Pharma-funded CME gets the lash

Continuing medical education (CME) has been bastardized by pharma funding, an HHS inspector general told Congress, and needs a complete overhaul. Lewis Morris, chief counsel for the HHS office of inspector general, said that industry doesn't just shape the courses, it has also used CME to promote off-label uses. And Morris was just the first of several witnesses expected to criticize industry-funded CME during a Senate Committee on Aging hearing.

Pharma-backed CME has grown by leaps and bounds. Dow Jones reports that industry funding for medical education has more than tripled over the past 10 years to $1.2 billion. That's more than half the courses many doctors are required to take to stay current. "CME has become an insidious vehicle for the aggressive promotion of drugs and medical devices," said Dr. Steve Nissen (photo), the Cleveland Clinic cardiologist who rarely minces his words.

But others--including PhRMA--protest that the industry can offer the best, most up-to-date info on new treatments, and that drugmakers are an important part of medical education. Dr. Thomas Stossel of Harvard Medical School--who has started an organization balking at the current backlash against pharma funding and doc payments--told the committee that companies make an important contribution to scientific understanding of disease. "I want the best information. I don't care who pays for it," Stossel said (as quoted by Dow Jones). "The nonprofit societies just can't get up to speed fast enough."

The hearing is just the latest salvo in an ongoing battle over how much pharma funding is too much, and whether all financial ties between industry and doctors, academia, and CME should be disclosed. Medical schools and hospitals have established conflicts-of-interest policies, some of which are so strict they don't even allow reps to hand out logo notepads. Drugmakers have promised to disclose payments to doctors, and some have bowed out of CME funding. This particular Senate committee is considering legislation that would require companies to disclose doc payments. The debate is far from over.

◆ Information supplied ◆
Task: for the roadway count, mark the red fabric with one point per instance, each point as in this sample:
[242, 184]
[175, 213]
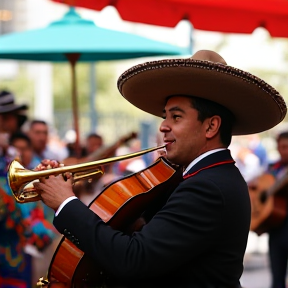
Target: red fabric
[207, 167]
[237, 16]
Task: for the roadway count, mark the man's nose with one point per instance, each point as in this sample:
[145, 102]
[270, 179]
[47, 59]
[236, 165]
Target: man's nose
[164, 127]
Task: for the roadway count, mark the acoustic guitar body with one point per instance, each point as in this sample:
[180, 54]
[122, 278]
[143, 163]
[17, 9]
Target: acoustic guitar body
[268, 203]
[120, 205]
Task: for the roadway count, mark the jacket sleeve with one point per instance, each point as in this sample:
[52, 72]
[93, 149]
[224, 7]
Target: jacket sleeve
[173, 237]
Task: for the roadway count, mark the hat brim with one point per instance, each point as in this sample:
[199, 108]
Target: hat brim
[256, 105]
[12, 108]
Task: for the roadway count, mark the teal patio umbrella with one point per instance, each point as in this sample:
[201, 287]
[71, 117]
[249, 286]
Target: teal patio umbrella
[75, 39]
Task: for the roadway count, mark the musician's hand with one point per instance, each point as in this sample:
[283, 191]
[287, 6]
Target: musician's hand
[53, 190]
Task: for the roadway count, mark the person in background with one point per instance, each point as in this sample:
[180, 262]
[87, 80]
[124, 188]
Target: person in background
[93, 142]
[21, 226]
[278, 236]
[23, 145]
[38, 132]
[198, 237]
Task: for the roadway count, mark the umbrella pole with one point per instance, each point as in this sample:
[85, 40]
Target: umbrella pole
[73, 58]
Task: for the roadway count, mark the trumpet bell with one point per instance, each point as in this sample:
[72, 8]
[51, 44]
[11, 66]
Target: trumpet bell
[21, 180]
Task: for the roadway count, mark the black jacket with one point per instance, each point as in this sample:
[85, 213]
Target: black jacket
[197, 239]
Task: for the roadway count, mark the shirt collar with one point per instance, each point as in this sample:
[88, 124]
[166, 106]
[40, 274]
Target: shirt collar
[196, 160]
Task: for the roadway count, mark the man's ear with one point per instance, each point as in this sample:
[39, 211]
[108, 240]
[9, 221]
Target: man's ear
[213, 125]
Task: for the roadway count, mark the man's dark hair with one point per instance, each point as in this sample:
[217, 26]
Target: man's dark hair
[283, 135]
[207, 108]
[19, 135]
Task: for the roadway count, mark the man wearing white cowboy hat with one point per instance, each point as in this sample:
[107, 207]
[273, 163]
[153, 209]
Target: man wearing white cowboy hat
[197, 238]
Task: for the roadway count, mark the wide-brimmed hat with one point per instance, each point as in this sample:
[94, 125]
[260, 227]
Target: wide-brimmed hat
[7, 103]
[256, 105]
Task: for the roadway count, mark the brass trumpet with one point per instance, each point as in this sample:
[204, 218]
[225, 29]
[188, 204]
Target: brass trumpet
[21, 180]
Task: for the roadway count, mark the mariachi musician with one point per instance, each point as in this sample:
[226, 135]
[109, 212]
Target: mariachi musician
[197, 237]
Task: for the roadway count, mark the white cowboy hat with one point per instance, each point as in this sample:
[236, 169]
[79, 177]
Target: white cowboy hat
[256, 105]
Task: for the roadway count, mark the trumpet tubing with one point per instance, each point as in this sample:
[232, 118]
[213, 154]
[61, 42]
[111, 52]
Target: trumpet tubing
[21, 180]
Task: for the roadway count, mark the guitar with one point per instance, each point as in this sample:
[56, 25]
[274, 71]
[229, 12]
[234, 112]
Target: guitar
[121, 205]
[268, 198]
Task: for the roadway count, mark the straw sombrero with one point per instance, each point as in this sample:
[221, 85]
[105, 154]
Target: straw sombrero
[256, 105]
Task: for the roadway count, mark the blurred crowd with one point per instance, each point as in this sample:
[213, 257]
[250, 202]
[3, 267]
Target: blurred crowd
[28, 238]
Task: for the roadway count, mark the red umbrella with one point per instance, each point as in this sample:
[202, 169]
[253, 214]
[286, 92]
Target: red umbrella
[231, 16]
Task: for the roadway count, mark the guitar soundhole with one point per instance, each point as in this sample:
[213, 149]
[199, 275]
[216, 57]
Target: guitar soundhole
[263, 197]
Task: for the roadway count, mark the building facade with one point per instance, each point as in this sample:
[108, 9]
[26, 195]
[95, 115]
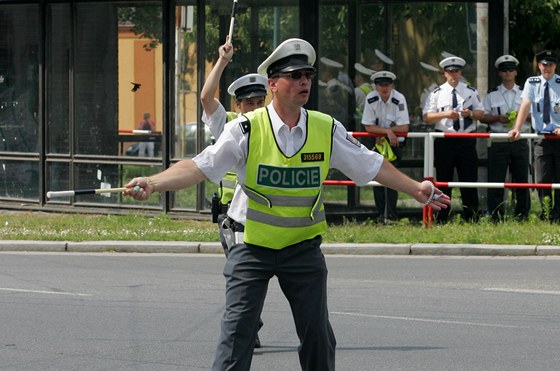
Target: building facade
[76, 78]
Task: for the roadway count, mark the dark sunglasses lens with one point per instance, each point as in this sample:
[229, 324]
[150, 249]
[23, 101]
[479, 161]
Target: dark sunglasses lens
[298, 75]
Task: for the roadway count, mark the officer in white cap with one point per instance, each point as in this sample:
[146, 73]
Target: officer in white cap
[454, 107]
[362, 81]
[250, 93]
[541, 97]
[501, 106]
[282, 154]
[386, 113]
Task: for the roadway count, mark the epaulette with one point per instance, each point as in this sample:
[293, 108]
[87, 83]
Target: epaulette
[245, 125]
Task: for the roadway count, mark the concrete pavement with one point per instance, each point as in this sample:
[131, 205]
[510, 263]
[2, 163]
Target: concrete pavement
[328, 248]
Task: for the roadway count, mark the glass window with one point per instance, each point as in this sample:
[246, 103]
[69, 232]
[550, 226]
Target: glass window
[19, 179]
[117, 78]
[58, 54]
[140, 80]
[19, 78]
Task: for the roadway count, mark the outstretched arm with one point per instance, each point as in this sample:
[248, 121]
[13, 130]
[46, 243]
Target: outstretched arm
[209, 104]
[424, 192]
[182, 175]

◆ Exercise ◆
In the article on pharma-funded medical education, what has industry funding for medical education grown to over the past 10 years?

◆ Answer for the task ◆
It has more than tripled, to $1.2 billion.